Lines of data:

>>>

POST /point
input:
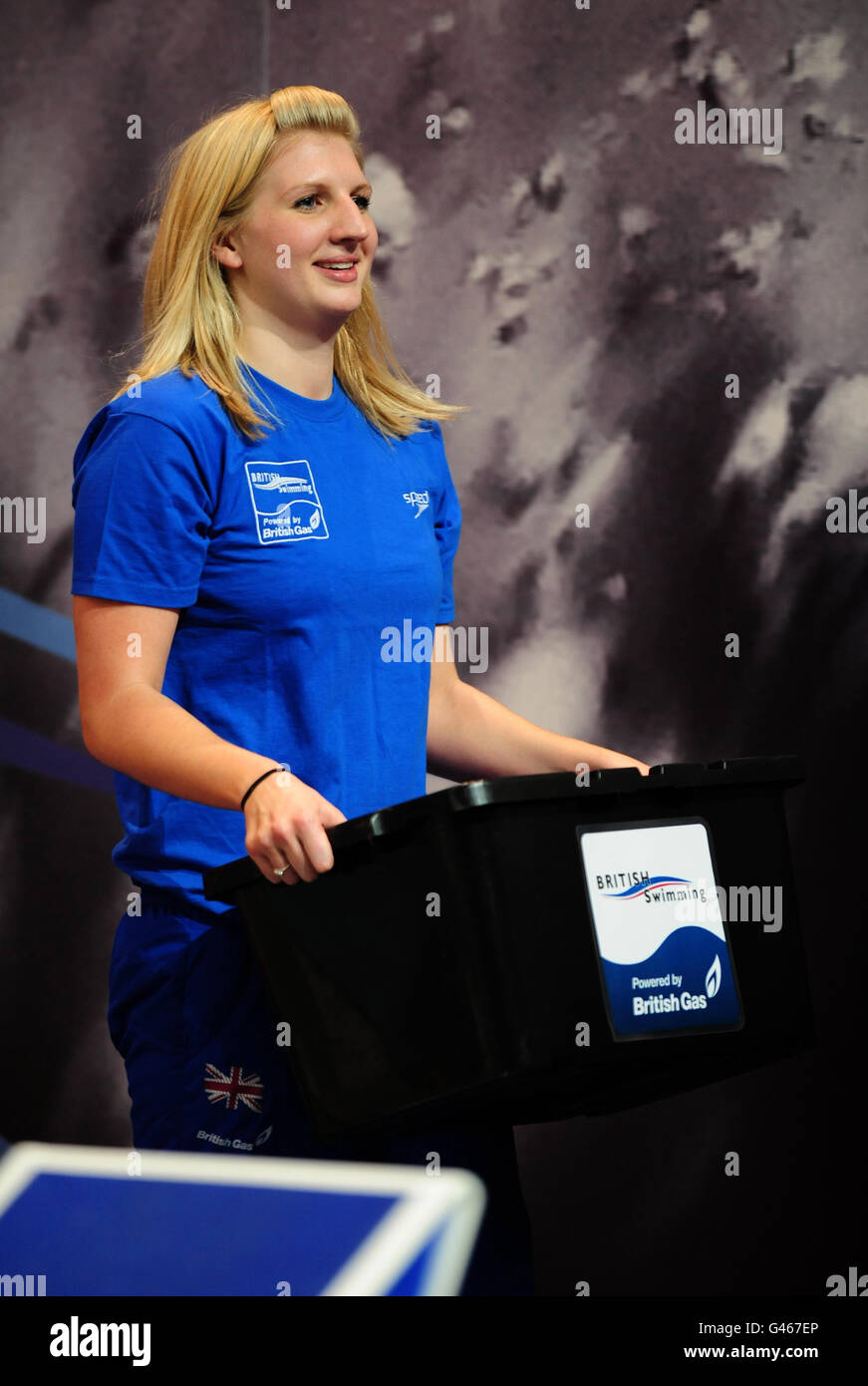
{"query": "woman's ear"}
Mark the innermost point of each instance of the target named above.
(226, 254)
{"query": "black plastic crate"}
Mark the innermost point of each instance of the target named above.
(447, 969)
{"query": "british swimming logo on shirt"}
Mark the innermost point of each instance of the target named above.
(285, 502)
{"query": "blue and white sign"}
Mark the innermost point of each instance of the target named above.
(664, 951)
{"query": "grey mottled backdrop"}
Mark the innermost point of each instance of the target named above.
(600, 386)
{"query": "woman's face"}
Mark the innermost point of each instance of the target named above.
(310, 206)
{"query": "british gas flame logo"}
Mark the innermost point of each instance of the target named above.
(712, 977)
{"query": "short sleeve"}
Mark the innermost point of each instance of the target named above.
(143, 513)
(447, 525)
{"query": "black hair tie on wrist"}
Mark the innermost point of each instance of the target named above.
(274, 771)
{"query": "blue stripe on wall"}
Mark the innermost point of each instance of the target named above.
(31, 752)
(36, 625)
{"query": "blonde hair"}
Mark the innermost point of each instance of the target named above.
(190, 316)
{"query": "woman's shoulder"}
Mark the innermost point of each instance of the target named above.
(173, 398)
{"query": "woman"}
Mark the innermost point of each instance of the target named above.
(242, 538)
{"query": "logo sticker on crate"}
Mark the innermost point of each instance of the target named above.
(661, 937)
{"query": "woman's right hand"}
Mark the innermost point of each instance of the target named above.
(285, 827)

<<<

Written exercise:
Rewrite all of the records above as a JSON list of strings, with one string for each line and any blank lines left out. Leave the pictures out of your answer.

Final result:
[
  "POST /point",
  "input:",
  "{\"query\": \"woman's ear\"}",
  "Mark the innermost point of each instance of the target named above.",
  "(226, 254)",
  "{\"query\": \"black plastic crate\"}",
  "Mark the innermost point of each instance of the target named above.",
  "(447, 969)",
  "{\"query\": \"british swimming logo on shirt\"}",
  "Mark the innermost point of each instance of the target named above.",
  "(285, 502)",
  "{\"query\": \"blue and white sign\"}",
  "Mark the innermost point of each instance of the target named above.",
  "(664, 951)",
  "{\"query\": \"grey mottled backdrop\"}",
  "Mark the innermost point of each instance of the target named above.",
  "(600, 386)",
  "{\"query\": \"woman's face\"}",
  "Mark the innermost point of each instance of the target named above.",
  "(310, 206)",
  "{\"query\": \"british gas flame logo\"}",
  "Mark the innermost point of each instance of the target named above.",
  "(712, 977)",
  "{\"query\": \"short sleeve\"}",
  "Mark the innermost point of each instance of the target named above.",
  "(143, 513)",
  "(447, 525)",
  "{\"query\": \"black hair tie on wrist\"}",
  "Mark the innermost point of each instance of the target named above.",
  "(274, 771)",
  "{\"query\": \"blue stripe on wall\"}",
  "Mark the innermost point of each instance of the target named above.",
  "(31, 752)",
  "(36, 625)",
  "{\"query\": \"blonde hair\"}",
  "Mark the innermost point of each instance of the target named above.",
  "(190, 316)",
  "{\"query\": \"woman's shoulder\"}",
  "Mark the innermost point of each instance of the target named above.",
  "(173, 398)",
  "{\"query\": \"woman\"}",
  "Mark the innermost point of each instance of the target named above.",
  "(242, 538)",
  "{\"query\": \"logo sticker on crate\"}",
  "Mark the innermost point of each instance of the target named above.",
  "(661, 937)",
  "{\"query\": \"woman's right hand\"}",
  "Mark the innermost point of each instance of the target named above.",
  "(285, 827)"
]